Given records:
** start **
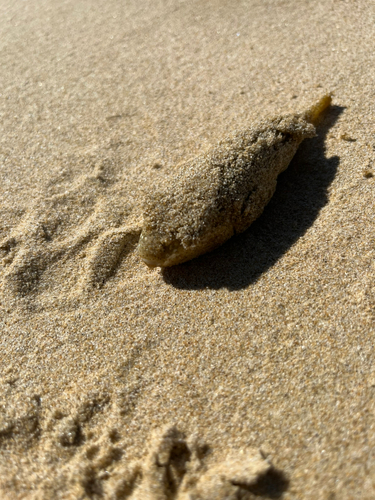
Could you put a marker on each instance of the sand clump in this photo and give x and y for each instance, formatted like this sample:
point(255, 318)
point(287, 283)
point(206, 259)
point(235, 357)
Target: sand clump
point(247, 372)
point(222, 192)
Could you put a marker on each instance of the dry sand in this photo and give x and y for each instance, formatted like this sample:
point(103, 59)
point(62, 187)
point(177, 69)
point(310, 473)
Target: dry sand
point(246, 373)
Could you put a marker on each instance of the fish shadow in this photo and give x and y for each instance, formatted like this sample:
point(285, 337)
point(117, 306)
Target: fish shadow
point(302, 191)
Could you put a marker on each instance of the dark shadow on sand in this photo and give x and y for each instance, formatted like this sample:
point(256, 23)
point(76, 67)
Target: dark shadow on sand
point(300, 195)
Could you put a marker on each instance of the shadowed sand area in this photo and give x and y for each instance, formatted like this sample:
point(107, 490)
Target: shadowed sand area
point(246, 373)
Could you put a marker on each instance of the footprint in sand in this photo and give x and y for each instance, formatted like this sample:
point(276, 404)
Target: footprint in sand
point(89, 218)
point(176, 469)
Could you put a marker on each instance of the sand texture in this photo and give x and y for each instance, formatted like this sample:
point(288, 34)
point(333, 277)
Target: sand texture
point(246, 373)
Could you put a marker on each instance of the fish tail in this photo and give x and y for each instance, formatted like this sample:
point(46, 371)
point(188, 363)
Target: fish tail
point(312, 115)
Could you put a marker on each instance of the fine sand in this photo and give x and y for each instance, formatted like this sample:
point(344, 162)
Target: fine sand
point(247, 373)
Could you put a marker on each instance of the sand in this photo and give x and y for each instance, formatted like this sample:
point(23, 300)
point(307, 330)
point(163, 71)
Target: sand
point(245, 373)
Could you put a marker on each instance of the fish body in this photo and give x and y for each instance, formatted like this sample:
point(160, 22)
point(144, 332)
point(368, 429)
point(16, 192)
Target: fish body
point(220, 193)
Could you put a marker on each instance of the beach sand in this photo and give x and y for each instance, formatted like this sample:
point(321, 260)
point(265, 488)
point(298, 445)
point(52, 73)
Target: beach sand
point(245, 373)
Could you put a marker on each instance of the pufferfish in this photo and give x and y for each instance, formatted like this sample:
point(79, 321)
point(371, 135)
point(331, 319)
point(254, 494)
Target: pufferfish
** end **
Pull out of the records above the stretch from the line containing "Could you put a marker on each instance of the fine" through the line containing "point(220, 193)", and reproduce those lines word for word.

Result:
Could you put a marker on each instance of the fine sand in this photo and give x and y for each instance, formatted like this sample:
point(344, 162)
Target: fine sand
point(247, 373)
Could you put a marker on each instance of the sand in this photo and give x and y for each instance, formatted like this sample:
point(23, 300)
point(307, 330)
point(163, 71)
Target: sand
point(245, 373)
Could you put a marker on each instance of the fish body in this photo and give x and y for each instance, formatted like this sample:
point(160, 22)
point(144, 332)
point(368, 429)
point(16, 192)
Target: fish body
point(220, 193)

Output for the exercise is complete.